== Exercise aim ==
Check each line of the entries for the string "woman". Report only how many lines have it.

(Entries supplied begins)

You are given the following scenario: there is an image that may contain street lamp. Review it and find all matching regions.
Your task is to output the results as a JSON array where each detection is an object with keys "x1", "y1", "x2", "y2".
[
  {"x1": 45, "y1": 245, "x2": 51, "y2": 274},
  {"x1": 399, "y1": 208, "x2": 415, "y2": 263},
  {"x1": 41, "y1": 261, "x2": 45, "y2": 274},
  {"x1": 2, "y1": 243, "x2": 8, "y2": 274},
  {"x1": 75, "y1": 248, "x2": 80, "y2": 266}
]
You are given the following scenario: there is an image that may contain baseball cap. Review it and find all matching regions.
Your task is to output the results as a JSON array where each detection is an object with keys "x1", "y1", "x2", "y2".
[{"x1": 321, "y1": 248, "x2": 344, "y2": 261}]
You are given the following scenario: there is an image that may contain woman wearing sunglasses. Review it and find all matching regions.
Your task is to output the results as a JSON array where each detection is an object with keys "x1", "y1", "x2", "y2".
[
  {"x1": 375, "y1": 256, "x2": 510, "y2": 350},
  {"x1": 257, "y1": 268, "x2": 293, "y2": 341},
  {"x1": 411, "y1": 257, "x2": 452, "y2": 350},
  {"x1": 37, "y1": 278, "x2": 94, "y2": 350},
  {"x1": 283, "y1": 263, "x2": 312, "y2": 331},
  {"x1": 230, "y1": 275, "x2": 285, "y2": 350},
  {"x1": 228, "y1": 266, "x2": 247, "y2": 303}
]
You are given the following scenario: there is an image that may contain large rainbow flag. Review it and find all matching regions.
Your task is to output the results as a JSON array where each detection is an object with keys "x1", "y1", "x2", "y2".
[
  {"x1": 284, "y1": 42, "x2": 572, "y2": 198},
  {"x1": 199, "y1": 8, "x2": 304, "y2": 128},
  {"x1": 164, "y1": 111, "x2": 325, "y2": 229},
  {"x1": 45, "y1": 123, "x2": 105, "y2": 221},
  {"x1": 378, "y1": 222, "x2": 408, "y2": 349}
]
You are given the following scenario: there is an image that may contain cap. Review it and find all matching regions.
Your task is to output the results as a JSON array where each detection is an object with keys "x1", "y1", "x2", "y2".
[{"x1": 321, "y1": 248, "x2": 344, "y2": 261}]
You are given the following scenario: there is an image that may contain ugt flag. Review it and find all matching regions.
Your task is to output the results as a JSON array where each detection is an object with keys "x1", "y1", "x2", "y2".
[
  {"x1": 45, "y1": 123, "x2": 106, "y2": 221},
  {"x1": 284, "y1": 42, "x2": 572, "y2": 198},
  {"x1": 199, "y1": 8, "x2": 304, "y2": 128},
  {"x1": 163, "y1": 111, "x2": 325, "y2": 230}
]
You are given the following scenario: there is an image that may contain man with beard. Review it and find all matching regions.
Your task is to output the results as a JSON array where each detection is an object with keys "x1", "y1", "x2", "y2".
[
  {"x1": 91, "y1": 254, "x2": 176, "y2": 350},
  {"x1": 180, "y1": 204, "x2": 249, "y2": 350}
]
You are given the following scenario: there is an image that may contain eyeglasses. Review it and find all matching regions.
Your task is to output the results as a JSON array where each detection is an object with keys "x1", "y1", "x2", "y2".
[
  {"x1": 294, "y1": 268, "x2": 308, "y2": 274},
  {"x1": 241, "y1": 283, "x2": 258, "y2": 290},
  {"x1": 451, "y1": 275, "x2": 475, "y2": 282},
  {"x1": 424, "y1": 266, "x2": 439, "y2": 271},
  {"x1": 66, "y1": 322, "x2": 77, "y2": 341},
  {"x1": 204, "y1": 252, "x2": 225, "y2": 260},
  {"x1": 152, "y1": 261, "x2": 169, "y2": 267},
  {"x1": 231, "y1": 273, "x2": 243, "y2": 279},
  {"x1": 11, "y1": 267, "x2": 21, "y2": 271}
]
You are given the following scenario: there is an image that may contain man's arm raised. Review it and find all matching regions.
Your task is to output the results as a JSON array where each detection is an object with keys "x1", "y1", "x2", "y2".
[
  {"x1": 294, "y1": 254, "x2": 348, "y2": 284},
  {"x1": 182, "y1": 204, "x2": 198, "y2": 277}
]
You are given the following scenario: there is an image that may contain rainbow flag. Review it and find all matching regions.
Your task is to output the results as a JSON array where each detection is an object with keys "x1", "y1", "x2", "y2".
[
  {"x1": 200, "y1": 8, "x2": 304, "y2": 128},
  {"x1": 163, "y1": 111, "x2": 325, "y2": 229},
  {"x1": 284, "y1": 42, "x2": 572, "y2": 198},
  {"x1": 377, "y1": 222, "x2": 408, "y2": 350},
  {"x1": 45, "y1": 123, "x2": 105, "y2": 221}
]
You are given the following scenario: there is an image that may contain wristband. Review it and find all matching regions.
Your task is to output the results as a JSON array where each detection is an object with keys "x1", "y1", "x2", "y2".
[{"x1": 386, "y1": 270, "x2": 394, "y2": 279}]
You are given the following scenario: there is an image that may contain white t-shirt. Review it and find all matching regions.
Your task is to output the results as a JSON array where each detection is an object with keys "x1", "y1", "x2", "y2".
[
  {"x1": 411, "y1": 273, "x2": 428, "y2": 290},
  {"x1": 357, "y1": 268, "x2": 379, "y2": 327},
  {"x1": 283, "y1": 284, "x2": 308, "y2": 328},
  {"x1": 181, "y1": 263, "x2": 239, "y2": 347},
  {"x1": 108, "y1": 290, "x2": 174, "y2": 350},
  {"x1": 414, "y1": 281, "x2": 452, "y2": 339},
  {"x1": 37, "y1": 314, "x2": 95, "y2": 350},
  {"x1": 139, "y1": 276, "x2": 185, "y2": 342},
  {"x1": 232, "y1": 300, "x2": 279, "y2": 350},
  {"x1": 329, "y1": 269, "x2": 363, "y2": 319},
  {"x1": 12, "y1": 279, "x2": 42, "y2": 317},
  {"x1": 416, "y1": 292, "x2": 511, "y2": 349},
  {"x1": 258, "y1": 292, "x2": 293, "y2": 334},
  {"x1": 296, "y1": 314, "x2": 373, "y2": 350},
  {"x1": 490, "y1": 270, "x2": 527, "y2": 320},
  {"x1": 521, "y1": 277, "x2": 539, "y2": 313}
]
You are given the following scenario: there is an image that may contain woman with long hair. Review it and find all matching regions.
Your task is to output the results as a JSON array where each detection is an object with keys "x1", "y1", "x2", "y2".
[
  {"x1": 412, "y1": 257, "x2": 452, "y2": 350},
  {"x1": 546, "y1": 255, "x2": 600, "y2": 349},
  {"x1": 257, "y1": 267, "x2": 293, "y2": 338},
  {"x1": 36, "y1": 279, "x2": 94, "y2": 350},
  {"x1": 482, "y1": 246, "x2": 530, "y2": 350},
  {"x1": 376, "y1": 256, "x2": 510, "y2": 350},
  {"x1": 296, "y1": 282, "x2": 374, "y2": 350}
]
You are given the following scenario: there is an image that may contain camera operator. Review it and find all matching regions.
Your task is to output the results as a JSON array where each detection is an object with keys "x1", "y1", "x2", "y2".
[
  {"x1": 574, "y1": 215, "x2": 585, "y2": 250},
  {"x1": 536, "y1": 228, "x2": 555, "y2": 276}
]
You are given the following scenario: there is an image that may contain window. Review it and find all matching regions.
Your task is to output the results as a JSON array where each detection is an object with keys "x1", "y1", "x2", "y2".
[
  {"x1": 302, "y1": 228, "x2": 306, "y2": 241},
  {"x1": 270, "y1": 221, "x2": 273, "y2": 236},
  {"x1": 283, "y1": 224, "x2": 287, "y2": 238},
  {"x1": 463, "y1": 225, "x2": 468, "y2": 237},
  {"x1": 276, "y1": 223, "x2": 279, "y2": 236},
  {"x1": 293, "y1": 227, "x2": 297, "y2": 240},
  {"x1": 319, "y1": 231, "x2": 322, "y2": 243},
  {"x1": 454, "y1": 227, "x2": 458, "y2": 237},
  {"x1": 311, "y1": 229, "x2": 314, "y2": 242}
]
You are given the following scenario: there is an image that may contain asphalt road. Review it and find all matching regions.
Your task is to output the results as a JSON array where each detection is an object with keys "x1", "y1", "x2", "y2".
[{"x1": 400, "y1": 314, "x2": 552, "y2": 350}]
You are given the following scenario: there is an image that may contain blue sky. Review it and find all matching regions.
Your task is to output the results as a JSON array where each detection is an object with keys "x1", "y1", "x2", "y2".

(Entries supplied ends)

== Exercise result ==
2